── Material provided ──
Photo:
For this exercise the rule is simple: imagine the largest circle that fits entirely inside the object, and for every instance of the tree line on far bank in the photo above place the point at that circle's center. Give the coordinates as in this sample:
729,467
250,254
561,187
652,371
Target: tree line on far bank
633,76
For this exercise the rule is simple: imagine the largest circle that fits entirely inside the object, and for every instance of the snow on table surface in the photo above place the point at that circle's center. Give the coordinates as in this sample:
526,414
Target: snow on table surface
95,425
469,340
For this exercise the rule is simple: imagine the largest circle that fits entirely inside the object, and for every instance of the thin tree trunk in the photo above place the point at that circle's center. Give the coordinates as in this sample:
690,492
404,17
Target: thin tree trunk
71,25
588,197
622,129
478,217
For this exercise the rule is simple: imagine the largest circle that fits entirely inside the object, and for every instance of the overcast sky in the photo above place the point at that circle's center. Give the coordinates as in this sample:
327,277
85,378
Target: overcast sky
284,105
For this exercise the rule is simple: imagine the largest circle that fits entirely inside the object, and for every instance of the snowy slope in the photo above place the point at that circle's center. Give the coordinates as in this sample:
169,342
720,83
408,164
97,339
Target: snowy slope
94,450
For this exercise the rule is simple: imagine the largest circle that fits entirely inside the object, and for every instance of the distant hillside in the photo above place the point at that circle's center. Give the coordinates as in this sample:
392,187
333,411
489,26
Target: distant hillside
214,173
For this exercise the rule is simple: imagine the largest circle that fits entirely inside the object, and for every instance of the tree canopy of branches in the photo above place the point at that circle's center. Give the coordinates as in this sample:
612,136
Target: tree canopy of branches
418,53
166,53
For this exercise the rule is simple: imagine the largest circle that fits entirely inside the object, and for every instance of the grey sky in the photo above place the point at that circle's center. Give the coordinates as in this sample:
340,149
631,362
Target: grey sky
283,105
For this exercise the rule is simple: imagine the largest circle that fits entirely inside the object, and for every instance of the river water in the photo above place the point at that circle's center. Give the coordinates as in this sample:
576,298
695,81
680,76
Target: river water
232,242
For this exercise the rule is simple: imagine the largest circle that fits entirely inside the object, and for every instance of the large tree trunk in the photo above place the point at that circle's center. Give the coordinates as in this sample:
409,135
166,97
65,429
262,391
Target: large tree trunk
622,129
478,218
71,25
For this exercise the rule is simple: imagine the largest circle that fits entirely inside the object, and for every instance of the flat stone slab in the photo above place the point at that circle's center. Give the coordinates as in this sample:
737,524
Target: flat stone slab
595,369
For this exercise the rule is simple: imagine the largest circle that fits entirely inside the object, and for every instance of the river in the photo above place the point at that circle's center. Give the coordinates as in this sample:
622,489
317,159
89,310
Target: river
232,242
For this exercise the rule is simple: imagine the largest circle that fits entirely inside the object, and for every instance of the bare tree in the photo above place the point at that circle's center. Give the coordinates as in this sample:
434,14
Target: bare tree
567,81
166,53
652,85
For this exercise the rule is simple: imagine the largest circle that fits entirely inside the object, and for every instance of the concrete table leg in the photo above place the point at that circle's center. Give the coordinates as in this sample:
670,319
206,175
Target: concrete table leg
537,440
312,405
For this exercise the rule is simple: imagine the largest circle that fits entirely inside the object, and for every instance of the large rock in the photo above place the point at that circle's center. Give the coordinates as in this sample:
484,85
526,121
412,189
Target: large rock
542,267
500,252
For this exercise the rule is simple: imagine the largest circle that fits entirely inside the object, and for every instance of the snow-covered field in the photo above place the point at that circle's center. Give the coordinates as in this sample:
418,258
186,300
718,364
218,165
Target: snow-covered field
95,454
───
── Material provided ──
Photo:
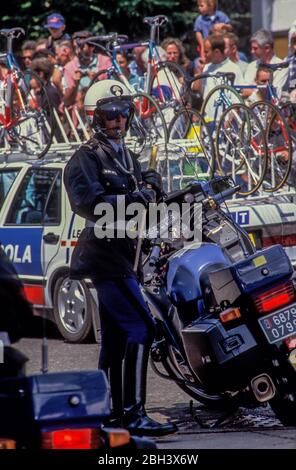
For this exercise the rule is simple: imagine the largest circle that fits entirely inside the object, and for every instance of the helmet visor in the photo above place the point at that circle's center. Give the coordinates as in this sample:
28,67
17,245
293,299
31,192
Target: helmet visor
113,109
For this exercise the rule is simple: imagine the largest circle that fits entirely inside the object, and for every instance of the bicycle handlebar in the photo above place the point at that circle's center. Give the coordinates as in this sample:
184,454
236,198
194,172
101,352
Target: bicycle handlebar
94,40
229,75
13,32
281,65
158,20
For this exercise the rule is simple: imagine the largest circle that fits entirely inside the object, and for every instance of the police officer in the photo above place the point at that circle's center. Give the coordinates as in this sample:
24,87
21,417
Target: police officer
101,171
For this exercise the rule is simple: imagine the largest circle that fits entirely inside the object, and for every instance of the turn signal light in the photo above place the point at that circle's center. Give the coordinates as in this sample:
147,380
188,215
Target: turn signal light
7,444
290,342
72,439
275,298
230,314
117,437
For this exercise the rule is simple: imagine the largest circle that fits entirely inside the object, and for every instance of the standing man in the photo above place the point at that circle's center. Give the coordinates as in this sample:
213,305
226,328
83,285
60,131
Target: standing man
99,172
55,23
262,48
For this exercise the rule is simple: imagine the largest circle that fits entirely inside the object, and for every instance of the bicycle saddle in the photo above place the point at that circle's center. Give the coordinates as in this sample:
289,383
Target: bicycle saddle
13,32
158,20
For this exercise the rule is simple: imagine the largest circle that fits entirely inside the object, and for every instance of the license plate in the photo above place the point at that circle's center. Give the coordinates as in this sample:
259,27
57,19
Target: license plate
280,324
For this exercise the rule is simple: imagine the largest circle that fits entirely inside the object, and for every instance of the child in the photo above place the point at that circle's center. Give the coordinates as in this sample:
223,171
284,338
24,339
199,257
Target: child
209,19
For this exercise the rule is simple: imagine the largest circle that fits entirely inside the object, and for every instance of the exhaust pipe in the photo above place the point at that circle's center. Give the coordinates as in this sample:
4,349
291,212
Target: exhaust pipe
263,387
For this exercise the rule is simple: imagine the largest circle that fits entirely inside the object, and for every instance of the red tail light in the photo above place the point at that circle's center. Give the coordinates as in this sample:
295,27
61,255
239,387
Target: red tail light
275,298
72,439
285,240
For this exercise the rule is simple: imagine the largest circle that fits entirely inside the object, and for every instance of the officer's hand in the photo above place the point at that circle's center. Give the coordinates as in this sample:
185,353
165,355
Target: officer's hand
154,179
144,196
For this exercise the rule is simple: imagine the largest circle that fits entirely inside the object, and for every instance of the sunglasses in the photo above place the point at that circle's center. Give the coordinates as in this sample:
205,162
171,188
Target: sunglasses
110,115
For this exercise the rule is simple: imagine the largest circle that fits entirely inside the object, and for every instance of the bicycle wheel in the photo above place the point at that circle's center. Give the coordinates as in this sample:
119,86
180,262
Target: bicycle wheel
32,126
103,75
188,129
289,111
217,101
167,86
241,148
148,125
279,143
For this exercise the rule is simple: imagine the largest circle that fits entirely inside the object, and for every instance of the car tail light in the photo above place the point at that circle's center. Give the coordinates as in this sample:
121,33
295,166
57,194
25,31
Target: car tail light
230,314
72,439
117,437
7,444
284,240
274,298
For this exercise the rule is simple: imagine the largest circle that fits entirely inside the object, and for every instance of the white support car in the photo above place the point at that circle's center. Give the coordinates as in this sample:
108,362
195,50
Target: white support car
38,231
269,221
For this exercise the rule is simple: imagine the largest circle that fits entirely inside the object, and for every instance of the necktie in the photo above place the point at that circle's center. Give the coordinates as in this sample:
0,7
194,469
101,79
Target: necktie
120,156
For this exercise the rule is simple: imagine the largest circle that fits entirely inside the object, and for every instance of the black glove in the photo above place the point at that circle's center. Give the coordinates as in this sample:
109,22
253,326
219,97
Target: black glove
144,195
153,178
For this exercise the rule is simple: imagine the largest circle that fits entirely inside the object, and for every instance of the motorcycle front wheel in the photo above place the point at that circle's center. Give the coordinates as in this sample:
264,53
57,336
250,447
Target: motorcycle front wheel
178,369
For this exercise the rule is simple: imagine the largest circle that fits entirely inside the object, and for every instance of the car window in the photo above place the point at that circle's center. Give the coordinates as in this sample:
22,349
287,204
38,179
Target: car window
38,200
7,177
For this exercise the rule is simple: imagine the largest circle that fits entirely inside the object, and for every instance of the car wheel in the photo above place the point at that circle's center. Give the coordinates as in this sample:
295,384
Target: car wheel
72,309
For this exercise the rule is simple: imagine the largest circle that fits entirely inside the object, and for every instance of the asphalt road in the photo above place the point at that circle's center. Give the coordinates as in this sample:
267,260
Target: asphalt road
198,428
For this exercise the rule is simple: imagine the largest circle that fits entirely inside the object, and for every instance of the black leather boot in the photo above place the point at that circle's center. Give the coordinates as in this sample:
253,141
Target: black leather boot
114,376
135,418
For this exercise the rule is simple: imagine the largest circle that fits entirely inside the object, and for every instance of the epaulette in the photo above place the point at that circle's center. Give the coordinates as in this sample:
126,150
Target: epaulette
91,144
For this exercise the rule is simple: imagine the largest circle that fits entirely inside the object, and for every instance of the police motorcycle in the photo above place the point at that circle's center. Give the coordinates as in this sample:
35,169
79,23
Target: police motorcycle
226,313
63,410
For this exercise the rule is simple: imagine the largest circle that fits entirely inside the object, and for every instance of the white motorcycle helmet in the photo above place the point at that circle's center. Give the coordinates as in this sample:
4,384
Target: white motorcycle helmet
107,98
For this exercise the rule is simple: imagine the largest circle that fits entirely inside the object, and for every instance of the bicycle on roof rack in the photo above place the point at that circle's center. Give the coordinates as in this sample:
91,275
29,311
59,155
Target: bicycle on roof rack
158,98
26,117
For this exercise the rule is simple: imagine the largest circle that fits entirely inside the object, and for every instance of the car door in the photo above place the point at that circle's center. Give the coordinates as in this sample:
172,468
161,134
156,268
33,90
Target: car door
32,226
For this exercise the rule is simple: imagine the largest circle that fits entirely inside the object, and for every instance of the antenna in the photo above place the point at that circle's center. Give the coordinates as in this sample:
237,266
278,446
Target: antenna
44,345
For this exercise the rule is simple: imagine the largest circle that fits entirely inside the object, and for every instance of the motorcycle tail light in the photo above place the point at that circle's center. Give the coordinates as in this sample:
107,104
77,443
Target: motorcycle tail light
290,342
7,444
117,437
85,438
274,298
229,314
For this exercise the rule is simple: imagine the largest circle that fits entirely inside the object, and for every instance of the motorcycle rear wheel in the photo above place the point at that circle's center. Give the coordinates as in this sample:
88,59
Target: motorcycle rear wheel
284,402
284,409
───
## Task
Could you recast the lines from the one containing "of the sunglasses" through the one containing "Target: sunglasses" as a numbered list, leaving out any blank lines?

## Reply
1. For this exercise the rule is simple: imagine the largest circle that fits entirely inside the object, and for every instance of the sunglasses in the photo above place the point at that circle's center. Give the coordinates as in this sample:
2. 205,162
3. 171,188
4. Target: sunglasses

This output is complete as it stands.